Copy the ICANN consumer study text starting with "To prepare for" and going on through "in November 2014.", and change "metrics" to "measures".

====== SOURCE EXCERPT

Positive findings around consumer awareness and trust in domains and the industry overall

The Internet Corporation for Assigned Names and Numbers (ICANN) today published the findings from its ICANN Global Consumer Research Study, Phase One, conducted on its behalf by Nielsen, to measure aspects of consumer awareness, perceived consumer choice, experience and trust related to the current generic top-level domain (gTLD) landscape and the domain name system (DNS). The global study surveyed 6,144 consumers aged 18+ representing Asia, Europe, Africa, North America and South America, and was administered in 18 languages and drawn from 24 countries. The research, conducted between February 2-19, 2015, was designed to create a meaningful baseline of data on consumer attitudes and will be followed by a second survey approximately one year later. This will also be a key input to a team set to be reviewing competition, consumer trust and consumer choice in the domain name system later this year.

To prepare for this review, ICANN's stakeholder community recommended a list of metrics and definitions to help inform consideration of these areas. ICANN commissioned this survey in response to recommendations from the Implementation Advisory Group on Competition, Consumer Choice and Consumer Trust (IAG-CCT). Among the 66 metrics recommended, a subset of 11 were identified as best being measured using a global survey of Internet users. ICANN conducted an open RFP and signed a contract with Nielsen to conduct the study in November 2014.

============
====== RECORDED DATA

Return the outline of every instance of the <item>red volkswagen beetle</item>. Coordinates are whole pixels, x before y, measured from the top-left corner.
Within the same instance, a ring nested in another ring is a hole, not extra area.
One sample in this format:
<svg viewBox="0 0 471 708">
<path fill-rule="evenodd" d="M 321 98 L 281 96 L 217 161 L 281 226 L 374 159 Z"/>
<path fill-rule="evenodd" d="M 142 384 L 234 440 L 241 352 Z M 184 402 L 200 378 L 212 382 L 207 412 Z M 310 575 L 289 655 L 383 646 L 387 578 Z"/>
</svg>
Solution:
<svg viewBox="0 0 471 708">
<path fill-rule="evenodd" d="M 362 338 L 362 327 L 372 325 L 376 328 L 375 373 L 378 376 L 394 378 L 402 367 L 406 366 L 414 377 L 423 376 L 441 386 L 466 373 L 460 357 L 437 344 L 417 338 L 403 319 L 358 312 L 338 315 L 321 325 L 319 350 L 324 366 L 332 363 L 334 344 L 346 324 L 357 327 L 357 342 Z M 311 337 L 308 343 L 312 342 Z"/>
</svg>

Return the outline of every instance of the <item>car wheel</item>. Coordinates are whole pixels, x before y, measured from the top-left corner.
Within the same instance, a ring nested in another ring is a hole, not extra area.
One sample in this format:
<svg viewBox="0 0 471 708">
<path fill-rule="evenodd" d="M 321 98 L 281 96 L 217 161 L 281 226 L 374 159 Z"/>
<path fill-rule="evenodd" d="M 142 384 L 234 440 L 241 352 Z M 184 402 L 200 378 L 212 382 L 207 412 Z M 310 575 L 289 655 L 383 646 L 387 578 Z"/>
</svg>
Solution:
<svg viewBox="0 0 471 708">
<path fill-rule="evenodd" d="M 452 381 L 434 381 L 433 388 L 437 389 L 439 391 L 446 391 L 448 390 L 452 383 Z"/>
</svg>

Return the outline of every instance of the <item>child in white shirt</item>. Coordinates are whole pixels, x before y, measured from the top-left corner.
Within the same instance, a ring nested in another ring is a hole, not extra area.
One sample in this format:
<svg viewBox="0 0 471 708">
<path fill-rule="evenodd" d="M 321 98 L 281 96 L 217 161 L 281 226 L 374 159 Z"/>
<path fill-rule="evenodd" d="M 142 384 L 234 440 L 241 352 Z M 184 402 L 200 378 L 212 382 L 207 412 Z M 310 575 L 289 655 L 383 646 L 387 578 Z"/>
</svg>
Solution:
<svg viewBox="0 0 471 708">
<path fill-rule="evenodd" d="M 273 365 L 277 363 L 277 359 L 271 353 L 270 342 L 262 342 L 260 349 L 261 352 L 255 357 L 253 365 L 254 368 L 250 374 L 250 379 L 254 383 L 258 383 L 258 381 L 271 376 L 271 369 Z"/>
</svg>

============

== THE RESULT ==
To prepare for this review, ICANN's stakeholder community recommended a list of measures and definitions to help inform consideration of these areas. ICANN commissioned this survey in response to recommendations from the Implementation Advisory Group on Competition, Consumer Choice and Consumer Trust (IAG-CCT). Among the 66 measures recommended, a subset of 11 were identified as best being measured using a global survey of Internet users. ICANN conducted an open RFP and signed a contract with Nielsen to conduct the study in November 2014.